What this task involves: The exercise asks for every line of the data to be reproduced exactly.

Dataset rows:
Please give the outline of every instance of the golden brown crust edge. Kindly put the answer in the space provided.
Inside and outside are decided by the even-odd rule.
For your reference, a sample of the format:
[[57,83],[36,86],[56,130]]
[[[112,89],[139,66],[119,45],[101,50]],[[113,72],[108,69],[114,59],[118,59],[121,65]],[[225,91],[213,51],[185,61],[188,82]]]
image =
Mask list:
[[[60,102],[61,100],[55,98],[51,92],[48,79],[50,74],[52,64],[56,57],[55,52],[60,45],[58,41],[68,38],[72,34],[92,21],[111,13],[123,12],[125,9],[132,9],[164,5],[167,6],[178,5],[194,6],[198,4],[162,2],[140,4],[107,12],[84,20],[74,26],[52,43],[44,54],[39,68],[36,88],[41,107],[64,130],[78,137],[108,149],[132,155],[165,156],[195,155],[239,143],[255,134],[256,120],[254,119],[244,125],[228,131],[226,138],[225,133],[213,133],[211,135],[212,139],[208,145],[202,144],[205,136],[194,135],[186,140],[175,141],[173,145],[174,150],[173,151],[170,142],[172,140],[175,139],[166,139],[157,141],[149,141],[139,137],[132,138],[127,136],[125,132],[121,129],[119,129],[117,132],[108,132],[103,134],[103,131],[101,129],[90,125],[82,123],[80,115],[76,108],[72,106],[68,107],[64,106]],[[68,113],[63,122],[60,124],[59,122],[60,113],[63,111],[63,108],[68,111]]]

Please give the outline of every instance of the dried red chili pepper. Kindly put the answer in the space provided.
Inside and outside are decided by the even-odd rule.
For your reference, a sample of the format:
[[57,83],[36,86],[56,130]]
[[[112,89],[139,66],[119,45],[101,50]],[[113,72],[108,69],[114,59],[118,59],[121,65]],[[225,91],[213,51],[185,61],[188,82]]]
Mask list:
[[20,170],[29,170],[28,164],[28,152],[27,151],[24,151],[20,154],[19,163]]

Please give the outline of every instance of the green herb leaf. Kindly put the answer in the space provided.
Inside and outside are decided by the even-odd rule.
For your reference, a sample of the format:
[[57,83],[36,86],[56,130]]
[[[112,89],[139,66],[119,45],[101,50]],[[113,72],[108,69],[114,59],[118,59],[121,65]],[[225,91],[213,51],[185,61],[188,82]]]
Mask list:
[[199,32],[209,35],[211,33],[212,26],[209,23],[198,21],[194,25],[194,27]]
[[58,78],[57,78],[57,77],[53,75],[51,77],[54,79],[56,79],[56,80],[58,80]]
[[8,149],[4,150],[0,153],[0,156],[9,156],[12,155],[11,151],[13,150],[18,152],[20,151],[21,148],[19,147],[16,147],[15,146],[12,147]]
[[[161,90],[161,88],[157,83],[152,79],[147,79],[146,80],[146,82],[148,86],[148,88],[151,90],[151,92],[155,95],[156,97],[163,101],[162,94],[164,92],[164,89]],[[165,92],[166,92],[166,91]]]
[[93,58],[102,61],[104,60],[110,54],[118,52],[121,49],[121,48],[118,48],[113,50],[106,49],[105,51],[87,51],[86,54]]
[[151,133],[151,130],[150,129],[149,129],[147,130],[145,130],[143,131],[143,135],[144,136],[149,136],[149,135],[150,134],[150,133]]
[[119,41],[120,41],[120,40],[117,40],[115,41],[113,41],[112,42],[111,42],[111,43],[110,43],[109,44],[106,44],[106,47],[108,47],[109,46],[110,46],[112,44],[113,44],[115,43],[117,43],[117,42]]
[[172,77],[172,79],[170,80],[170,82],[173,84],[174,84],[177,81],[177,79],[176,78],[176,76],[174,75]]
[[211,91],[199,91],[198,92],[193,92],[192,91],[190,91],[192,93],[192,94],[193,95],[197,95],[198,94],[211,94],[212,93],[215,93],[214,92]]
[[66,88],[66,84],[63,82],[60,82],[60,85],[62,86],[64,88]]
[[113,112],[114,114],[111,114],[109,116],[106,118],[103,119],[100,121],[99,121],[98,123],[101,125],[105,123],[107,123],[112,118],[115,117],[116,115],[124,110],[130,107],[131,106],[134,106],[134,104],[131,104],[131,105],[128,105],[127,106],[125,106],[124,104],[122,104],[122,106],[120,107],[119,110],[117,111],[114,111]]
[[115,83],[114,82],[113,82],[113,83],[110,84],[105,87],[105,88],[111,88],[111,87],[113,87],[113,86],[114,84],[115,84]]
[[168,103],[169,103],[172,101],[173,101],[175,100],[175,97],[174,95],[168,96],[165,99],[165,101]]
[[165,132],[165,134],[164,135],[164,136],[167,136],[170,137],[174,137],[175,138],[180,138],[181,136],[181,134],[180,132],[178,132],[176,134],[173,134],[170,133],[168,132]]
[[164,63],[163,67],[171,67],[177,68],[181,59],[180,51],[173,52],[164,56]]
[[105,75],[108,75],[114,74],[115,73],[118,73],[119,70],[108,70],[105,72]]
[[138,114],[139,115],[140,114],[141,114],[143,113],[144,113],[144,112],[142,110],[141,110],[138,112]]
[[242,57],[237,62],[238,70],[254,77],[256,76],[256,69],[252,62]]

Written answer:
Please give the outline of every instance of the golden brown crust edge. Kindly put the answer in the space provided.
Inside and outside are decided by the even-odd rule.
For your reference, a sample of the format:
[[57,83],[36,86],[56,130]]
[[[112,89],[139,66],[119,45],[101,50]],[[113,72],[108,69],[114,59],[118,59],[121,65]],[[225,91],[213,51],[185,61],[188,82]]]
image =
Mask list:
[[[60,102],[61,100],[55,98],[51,92],[48,79],[50,74],[52,64],[56,57],[55,52],[60,45],[58,41],[68,38],[72,34],[92,21],[111,13],[123,12],[125,9],[132,9],[164,5],[167,6],[178,5],[194,6],[198,4],[162,2],[140,4],[107,12],[84,20],[74,26],[52,43],[44,54],[39,68],[36,88],[41,107],[64,130],[78,137],[108,149],[132,155],[165,156],[195,155],[239,143],[255,134],[256,120],[254,119],[244,125],[228,131],[226,138],[225,133],[213,133],[211,135],[212,139],[208,145],[202,144],[205,136],[194,135],[186,140],[175,141],[173,145],[174,150],[173,151],[170,142],[172,140],[175,139],[166,139],[157,141],[149,141],[139,137],[132,138],[127,136],[125,132],[121,129],[119,129],[117,132],[108,132],[103,134],[103,131],[101,129],[90,125],[82,123],[80,115],[76,108],[72,106],[68,107],[64,106]],[[68,113],[63,122],[60,124],[59,122],[60,113],[63,111],[63,108],[68,111]]]

Please give the outline of every instance of the dried red chili pepper. Kindly put the answer in the space provided.
Inside and outside are decided by the even-odd rule.
For your reference, a sample of the format:
[[57,83],[36,86],[56,130]]
[[[112,89],[139,66],[119,45],[101,50]],[[113,72],[108,69],[114,59],[118,59],[121,65]],[[225,91],[213,51],[185,61],[188,82]]]
Mask list:
[[20,170],[29,170],[28,164],[28,152],[27,151],[24,151],[20,154],[19,163]]

Please give the outline of every instance of the green herb leaf. Kindly put the answer in the space provided.
Inside and outside are decided by the even-odd rule.
For your reference, a sample of the format:
[[57,83],[36,86],[56,130]]
[[[112,89],[139,66],[119,45],[101,50]],[[113,72],[108,69],[114,59],[118,59],[121,65]],[[225,91],[213,51],[185,61],[188,82]]]
Mask list:
[[199,32],[209,35],[211,33],[212,26],[209,23],[198,21],[194,25],[194,27]]
[[58,78],[57,78],[57,77],[53,75],[51,77],[54,79],[56,79],[56,80],[58,80]]
[[8,149],[4,150],[0,153],[0,156],[9,156],[12,155],[11,151],[13,150],[18,152],[20,151],[21,148],[19,147],[16,147],[15,146],[12,147]]
[[[161,90],[161,88],[157,83],[152,79],[147,79],[146,80],[146,82],[148,86],[148,88],[151,90],[151,92],[155,95],[156,97],[163,101],[162,94],[164,92],[164,89]],[[165,92],[166,92],[166,91]]]
[[93,58],[102,61],[104,60],[110,54],[118,52],[121,49],[121,48],[118,48],[113,50],[106,49],[105,51],[87,51],[86,54]]
[[151,133],[151,130],[150,129],[149,129],[147,130],[145,130],[143,131],[143,135],[144,136],[149,136],[149,135],[150,134],[150,133]]
[[119,41],[120,41],[120,40],[117,40],[115,41],[113,41],[112,42],[111,42],[111,43],[110,43],[109,44],[106,44],[106,47],[108,47],[109,46],[110,46],[112,44],[113,44],[115,43],[117,43],[117,42]]
[[172,77],[172,79],[170,80],[170,82],[173,84],[174,84],[177,81],[177,79],[176,78],[176,76],[174,75]]
[[211,91],[199,91],[198,92],[193,92],[192,91],[190,91],[192,93],[192,94],[193,95],[197,95],[198,94],[211,94],[212,93],[215,93],[214,92]]
[[66,88],[66,84],[63,82],[60,82],[60,85],[62,86],[64,88]]
[[113,112],[114,114],[111,114],[109,116],[106,118],[103,119],[100,121],[99,121],[98,123],[101,125],[105,123],[107,123],[112,118],[115,117],[116,115],[124,110],[130,107],[131,106],[134,106],[134,104],[131,104],[131,105],[128,105],[127,106],[125,106],[124,104],[122,104],[122,106],[120,107],[119,110],[117,111],[114,111]]
[[115,83],[114,82],[113,82],[113,83],[110,84],[105,87],[105,88],[111,88],[111,87],[113,87],[113,86],[114,84],[115,84]]
[[168,103],[169,103],[172,101],[173,101],[175,100],[175,97],[174,95],[168,96],[165,99],[165,101]]
[[165,132],[165,134],[164,135],[164,136],[167,136],[170,137],[174,137],[175,138],[180,138],[181,136],[181,134],[180,132],[178,132],[176,134],[173,134],[170,133],[168,132]]
[[164,63],[163,67],[171,67],[177,68],[181,59],[180,51],[173,52],[164,56]]
[[105,75],[108,75],[114,74],[115,73],[118,73],[119,70],[108,70],[105,72]]
[[138,114],[139,115],[140,114],[141,114],[143,113],[144,113],[144,112],[142,110],[141,110],[138,112]]
[[242,57],[237,62],[238,70],[254,77],[256,76],[256,69],[252,62]]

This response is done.